◆ Given problem
Could you shift every bounding box coordinate in the listing up by 33, starting with the line with "Detect the reflection" and going on through the line with "[28,132,375,250]"? Write out every line in that stretch, with the text lines unchanged.

◆ Entries shown
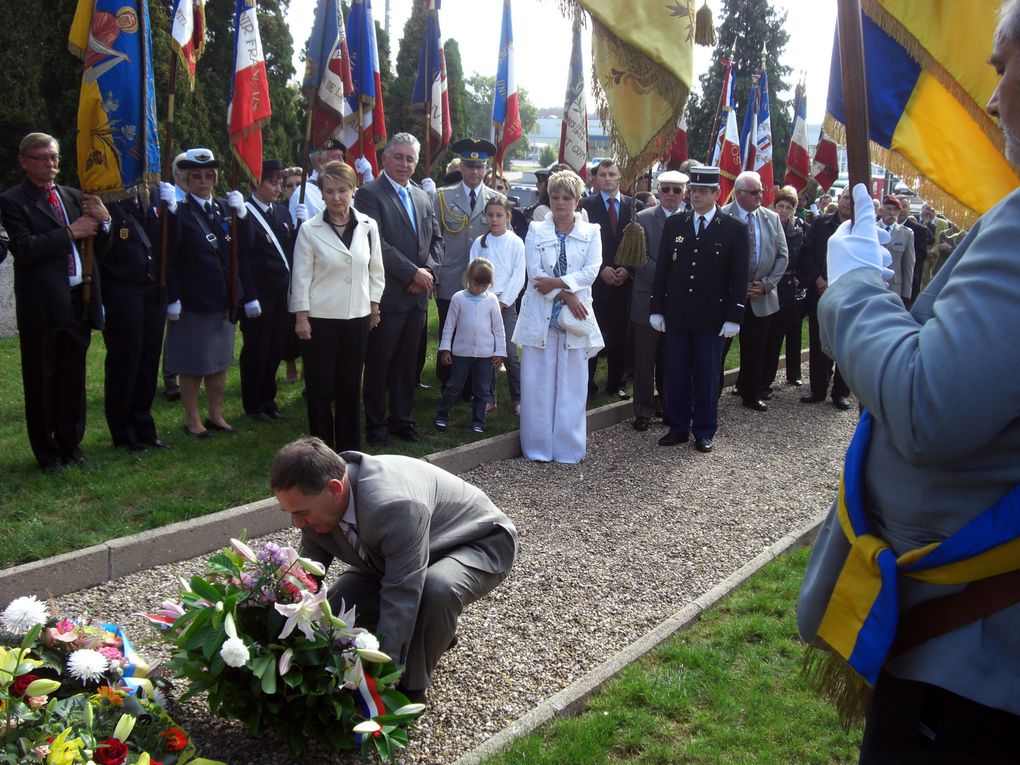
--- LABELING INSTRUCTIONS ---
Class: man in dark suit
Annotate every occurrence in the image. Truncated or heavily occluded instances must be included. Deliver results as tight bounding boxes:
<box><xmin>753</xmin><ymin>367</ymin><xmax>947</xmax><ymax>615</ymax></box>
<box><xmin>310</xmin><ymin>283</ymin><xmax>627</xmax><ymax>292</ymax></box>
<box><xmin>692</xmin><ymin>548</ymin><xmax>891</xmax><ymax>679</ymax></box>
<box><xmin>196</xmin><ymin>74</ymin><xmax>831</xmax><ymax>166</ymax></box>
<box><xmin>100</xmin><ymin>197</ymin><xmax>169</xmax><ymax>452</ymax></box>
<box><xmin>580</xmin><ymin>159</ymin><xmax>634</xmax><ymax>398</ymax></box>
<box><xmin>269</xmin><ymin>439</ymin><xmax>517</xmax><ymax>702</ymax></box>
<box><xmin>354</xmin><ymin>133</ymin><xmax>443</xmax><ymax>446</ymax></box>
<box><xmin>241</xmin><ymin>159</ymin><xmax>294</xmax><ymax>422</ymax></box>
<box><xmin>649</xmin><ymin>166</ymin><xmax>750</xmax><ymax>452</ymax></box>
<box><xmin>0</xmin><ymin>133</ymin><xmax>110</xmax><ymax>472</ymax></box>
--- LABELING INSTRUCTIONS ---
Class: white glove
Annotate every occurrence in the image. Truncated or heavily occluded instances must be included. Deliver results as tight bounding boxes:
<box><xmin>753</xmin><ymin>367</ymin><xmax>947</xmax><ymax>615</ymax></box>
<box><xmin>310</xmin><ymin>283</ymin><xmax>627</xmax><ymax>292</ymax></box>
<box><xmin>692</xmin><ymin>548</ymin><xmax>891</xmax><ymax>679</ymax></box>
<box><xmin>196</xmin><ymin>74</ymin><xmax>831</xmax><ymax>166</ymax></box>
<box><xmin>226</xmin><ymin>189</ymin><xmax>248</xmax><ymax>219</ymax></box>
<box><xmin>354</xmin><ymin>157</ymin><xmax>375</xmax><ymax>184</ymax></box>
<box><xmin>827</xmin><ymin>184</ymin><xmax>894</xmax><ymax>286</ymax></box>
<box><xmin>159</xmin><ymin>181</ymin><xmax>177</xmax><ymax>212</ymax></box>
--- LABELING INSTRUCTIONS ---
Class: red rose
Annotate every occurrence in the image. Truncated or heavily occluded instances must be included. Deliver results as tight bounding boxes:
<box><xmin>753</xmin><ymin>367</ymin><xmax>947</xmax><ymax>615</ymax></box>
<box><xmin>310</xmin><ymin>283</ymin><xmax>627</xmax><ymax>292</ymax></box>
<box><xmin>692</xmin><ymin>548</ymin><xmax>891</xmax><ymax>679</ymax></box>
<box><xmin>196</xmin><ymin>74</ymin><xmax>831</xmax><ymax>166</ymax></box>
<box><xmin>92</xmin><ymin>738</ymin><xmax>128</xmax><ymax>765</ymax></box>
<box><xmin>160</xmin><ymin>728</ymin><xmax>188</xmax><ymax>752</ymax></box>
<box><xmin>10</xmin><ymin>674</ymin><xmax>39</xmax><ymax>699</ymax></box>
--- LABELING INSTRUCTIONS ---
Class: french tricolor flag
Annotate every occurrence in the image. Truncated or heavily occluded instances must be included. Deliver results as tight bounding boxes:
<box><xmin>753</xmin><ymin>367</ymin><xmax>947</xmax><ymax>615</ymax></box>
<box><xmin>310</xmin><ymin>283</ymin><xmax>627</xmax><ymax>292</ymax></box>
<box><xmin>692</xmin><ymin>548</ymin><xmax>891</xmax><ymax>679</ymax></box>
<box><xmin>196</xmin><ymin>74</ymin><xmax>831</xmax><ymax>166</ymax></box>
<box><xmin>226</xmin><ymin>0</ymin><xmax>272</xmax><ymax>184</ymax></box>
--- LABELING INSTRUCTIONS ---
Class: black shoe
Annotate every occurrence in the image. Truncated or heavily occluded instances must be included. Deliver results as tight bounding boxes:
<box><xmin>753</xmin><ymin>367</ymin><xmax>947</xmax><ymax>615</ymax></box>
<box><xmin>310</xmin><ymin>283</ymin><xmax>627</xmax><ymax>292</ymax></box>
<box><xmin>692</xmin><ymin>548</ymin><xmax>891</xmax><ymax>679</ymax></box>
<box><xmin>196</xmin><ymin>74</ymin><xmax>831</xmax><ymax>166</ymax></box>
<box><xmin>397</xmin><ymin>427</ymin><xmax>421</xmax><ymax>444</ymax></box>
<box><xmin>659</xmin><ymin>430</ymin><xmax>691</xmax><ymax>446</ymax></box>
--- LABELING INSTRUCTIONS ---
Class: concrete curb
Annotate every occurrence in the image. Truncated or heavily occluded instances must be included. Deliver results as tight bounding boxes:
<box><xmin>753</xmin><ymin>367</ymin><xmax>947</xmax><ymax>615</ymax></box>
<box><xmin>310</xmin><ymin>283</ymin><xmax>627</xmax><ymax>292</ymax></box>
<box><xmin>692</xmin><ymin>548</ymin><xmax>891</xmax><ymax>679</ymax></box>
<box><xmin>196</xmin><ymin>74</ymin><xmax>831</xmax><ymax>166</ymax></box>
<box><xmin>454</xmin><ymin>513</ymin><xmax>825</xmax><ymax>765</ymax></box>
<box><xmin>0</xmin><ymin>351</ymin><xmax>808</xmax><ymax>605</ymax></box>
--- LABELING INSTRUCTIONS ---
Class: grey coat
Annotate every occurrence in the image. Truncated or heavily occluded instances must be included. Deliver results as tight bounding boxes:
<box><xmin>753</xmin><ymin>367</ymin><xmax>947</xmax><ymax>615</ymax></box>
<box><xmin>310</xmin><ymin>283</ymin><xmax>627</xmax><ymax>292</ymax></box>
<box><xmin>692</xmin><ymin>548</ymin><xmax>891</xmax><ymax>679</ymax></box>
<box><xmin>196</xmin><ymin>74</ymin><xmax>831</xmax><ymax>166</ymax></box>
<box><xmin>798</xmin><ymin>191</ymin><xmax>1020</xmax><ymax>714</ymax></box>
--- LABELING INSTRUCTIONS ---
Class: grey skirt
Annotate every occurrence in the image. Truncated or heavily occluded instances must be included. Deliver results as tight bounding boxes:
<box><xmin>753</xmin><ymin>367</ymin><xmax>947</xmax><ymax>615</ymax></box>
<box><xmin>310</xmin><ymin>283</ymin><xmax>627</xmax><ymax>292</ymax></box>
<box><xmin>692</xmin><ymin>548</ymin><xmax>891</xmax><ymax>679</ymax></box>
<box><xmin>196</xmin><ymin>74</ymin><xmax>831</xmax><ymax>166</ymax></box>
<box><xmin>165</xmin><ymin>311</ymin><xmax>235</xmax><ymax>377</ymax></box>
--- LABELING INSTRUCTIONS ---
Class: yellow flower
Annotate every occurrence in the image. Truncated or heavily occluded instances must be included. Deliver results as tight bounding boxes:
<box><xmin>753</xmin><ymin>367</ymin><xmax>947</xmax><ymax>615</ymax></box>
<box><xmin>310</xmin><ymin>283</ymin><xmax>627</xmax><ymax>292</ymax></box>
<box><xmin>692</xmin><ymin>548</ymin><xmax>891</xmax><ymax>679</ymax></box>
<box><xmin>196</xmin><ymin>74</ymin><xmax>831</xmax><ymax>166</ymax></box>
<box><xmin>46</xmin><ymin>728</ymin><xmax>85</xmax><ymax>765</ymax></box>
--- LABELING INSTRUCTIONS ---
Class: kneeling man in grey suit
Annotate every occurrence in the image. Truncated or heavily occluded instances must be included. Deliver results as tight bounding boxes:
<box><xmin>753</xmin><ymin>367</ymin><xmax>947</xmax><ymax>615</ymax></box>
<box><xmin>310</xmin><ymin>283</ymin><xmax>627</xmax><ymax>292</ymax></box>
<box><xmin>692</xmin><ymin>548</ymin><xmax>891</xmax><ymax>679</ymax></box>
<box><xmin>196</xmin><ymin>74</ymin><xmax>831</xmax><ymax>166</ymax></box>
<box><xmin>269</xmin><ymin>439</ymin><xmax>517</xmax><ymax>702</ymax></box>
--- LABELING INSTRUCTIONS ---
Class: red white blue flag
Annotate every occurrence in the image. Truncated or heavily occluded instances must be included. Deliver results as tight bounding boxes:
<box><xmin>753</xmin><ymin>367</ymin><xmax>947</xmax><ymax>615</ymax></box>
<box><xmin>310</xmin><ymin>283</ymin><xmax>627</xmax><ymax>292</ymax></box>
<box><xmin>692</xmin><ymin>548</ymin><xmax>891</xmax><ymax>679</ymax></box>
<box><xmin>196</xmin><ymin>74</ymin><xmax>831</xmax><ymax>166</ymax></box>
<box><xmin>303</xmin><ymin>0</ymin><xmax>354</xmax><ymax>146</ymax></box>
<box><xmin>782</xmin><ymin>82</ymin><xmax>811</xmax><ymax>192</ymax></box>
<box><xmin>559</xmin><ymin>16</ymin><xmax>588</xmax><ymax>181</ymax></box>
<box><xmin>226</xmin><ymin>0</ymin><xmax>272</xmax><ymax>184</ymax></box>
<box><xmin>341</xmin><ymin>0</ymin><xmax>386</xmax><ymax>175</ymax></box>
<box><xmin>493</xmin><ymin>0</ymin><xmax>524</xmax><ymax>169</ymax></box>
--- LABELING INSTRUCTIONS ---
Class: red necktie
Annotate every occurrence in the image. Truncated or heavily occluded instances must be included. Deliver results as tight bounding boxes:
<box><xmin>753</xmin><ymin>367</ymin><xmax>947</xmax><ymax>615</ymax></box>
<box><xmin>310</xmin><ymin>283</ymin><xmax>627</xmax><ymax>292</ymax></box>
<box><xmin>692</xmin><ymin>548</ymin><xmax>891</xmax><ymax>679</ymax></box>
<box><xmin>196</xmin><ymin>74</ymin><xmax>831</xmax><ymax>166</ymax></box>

==

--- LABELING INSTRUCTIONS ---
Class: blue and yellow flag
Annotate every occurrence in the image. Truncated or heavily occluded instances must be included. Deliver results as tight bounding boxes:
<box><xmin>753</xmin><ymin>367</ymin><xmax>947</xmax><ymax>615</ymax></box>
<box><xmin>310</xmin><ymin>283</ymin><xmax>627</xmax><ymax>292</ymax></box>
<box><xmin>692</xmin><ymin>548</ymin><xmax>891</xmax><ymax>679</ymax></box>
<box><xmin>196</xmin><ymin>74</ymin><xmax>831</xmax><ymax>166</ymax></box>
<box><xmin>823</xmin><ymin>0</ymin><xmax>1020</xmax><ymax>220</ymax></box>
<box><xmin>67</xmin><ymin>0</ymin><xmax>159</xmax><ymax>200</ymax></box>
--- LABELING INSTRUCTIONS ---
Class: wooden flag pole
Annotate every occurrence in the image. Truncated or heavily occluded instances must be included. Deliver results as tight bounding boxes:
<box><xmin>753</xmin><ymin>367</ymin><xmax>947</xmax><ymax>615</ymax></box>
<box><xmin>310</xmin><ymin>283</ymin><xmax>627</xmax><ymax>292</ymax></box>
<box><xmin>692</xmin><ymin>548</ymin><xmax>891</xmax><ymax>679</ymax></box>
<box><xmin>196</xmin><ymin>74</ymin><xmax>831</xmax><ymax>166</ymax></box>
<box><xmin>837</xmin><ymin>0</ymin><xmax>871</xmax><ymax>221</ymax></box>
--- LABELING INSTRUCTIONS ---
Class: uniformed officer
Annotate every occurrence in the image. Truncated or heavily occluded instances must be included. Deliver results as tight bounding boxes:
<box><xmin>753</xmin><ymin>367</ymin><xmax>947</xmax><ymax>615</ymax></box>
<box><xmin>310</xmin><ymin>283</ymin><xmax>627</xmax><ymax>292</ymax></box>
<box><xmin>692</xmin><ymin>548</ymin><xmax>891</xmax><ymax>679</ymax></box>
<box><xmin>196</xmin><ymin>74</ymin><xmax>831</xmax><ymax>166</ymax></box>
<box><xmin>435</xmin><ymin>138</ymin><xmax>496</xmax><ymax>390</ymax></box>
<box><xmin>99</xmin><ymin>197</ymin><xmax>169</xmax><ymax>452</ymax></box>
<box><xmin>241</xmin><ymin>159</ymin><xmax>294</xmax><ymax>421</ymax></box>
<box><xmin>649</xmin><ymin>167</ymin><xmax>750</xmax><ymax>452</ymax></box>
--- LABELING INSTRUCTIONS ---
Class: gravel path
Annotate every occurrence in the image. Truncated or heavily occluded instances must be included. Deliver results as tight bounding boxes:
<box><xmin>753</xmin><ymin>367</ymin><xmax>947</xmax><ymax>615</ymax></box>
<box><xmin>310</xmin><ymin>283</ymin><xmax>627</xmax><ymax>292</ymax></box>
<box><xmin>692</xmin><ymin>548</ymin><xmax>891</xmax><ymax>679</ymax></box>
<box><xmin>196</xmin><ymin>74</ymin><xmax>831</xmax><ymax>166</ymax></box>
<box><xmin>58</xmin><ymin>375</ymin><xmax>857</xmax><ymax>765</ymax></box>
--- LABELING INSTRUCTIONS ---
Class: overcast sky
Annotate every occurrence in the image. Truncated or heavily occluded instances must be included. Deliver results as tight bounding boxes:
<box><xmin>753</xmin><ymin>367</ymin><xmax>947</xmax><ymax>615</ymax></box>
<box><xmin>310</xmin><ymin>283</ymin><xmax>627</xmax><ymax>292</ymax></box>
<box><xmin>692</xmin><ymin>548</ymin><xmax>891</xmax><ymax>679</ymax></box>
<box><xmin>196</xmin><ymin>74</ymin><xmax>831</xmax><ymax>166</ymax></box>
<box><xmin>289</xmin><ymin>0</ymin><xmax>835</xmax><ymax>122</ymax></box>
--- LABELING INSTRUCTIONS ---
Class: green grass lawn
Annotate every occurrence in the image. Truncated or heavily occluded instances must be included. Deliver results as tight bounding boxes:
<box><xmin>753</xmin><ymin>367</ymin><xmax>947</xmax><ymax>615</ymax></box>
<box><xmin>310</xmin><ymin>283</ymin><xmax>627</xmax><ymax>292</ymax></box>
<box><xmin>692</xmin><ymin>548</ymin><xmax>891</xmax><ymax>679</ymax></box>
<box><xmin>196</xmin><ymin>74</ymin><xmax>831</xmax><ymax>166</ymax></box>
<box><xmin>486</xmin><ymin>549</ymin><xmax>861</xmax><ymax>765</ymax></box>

--

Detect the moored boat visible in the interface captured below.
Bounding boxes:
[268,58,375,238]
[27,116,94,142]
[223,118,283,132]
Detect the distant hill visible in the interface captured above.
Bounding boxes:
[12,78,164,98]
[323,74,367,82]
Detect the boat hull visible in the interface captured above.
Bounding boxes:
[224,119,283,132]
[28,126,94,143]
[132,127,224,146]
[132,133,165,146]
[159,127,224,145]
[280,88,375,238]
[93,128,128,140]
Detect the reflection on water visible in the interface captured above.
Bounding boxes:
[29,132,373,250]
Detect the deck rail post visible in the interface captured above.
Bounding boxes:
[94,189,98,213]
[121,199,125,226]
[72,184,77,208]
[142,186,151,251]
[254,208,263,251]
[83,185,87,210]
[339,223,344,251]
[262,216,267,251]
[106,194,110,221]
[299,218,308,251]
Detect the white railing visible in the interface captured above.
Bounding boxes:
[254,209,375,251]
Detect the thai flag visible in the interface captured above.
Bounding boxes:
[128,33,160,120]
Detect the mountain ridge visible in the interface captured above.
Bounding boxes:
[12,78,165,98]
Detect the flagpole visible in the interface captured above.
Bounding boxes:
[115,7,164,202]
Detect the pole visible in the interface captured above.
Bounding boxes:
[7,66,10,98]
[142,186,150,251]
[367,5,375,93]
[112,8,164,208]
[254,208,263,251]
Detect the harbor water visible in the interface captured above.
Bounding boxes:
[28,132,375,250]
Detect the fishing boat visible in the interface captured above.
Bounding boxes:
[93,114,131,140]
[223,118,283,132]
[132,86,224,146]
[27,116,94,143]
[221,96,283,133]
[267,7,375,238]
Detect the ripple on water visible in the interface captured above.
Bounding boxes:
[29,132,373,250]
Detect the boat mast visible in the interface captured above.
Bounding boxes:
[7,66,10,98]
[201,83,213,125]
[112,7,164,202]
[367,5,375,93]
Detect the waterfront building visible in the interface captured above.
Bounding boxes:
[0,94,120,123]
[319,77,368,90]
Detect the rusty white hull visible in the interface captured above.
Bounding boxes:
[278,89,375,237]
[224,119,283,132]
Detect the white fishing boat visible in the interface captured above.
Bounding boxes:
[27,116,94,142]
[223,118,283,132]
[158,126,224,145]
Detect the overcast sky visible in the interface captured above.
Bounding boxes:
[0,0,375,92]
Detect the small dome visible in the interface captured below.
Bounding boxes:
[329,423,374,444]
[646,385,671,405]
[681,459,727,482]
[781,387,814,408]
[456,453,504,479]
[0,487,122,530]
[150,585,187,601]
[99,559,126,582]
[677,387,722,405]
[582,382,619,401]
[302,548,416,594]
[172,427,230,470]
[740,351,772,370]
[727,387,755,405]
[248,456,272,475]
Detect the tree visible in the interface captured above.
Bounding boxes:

◆ Reply
Detect the reflection on water visible in the interface captured above.
Bounding boxes:
[62,165,406,283]
Detect the deck rail post visible in the interface captured above.
Bounding boxes:
[127,222,131,246]
[154,232,158,259]
[105,217,110,241]
[175,219,184,284]
[287,241,296,284]
[116,218,120,243]
[372,256,377,284]
[295,249,300,284]
[139,227,143,254]
[332,251,341,284]
Detect the white railing visible in the interface captured above.
Bounding boxes:
[287,242,408,284]
Detect the thai flag visible in the interface captured above.
Bounding boxes:
[161,66,193,153]
Detect the mountain ridge visible in the interface captured above.
Bounding boxes:
[45,111,198,131]
Detect the flagpole visible in the interface captured above.
Bounding boxes:
[148,40,197,235]
Detect the pole visible in the interface captured above.
Bounding boxes:
[40,99,43,131]
[175,219,183,284]
[400,38,408,126]
[145,41,197,241]
[287,241,296,284]
Detect the harbor water visible in the interface captured above.
Bounding boxes:
[61,165,408,283]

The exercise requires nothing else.